■ Your instructions ■
Reproduce everything in the pandemic account below from "Once per week, we" down to "wearing paper scrubs.", word for word.

■ Document text ■

Once per week, we were given a brown paper lunch bag, which contained an N-95 mask and a standard surgical mask, but no sandwich. Following CDC guidance, we were asked to reuse the N-95 mask unless it became visibly soiled or broken. It felt as though we were being sent in to battle without armor or weaponry. We began wearing paper scrubs. 

The scariest moment for me was when I was in the ICU placing a bedside dialysis catheter. The intubated patient started to move around, and they managed to disconnect their ventilator. Unfortunately, I didn’t realize they had disconnected it, as it was under the drape right next to the opening with the sterile field. An alarm eventually went off a while later, and we alerted the ICU attending to the alarm and dropping SpO2. All the while, unbeknownst to me, I stood in the line of fire as the viral particles in the tube were being emitted. 

Almost four weeks ago, I underwent serology testing. It resulted negative. While it would have been comforting to have antibodies for COVID-19, I am reassured by the fact that PPE actually works. But, it’s a matter of having a sufficient supply. Recently, I went to procure an N95 mask, and there was a giant sign that read “STOP! We do not have regular N95s at the moment. Corporate aware!” A supply arrived later that day.

A number of doctors and nurses became very sick at the height of the pandemic. Some died. Morale across the city was very low. The city that never sleeps went for a nap, and shortly after, it went into complete hibernation.

There was a mass exodus of people fleeing the city. Grocery stores and pharmacies reduced their hours, and limited the number of people permitted inside. Grocery deliveries were impossible to garner. Buying food and obtaining essential items became difficult, as everything was closed by the time most of us would get home from work. Michael Bloomberg’s Bloomberg Philanthropies donated millions of dollars to fund World Central Kitchen, which provided meals for workers at the hospital. After spending a long day at the hospital, I would return to a desolate, grey, cloud-filled sky towering over lower Manhattan, its sidewalks flanked by homeless people and garbage bags. Restaurant and bar windows were boarded up with plywood.

■ Source information ■
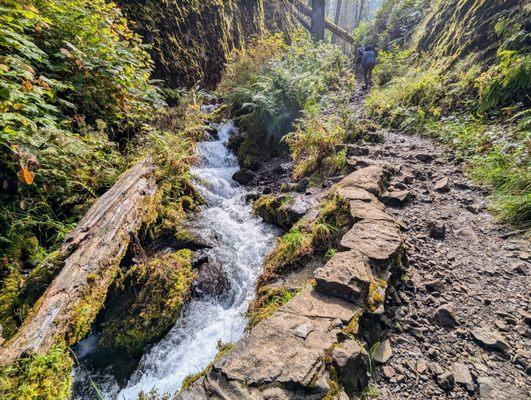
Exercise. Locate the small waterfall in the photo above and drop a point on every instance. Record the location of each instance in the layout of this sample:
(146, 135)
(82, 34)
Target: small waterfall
(242, 244)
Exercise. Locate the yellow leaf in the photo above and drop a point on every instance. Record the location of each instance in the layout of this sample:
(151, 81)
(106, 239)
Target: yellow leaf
(27, 86)
(25, 176)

■ Solution to this task ■
Once per week, we were given a brown paper lunch bag, which contained an N-95 mask and a standard surgical mask, but no sandwich. Following CDC guidance, we were asked to reuse the N-95 mask unless it became visibly soiled or broken. It felt as though we were being sent in to battle without armor or weaponry. We began wearing paper scrubs.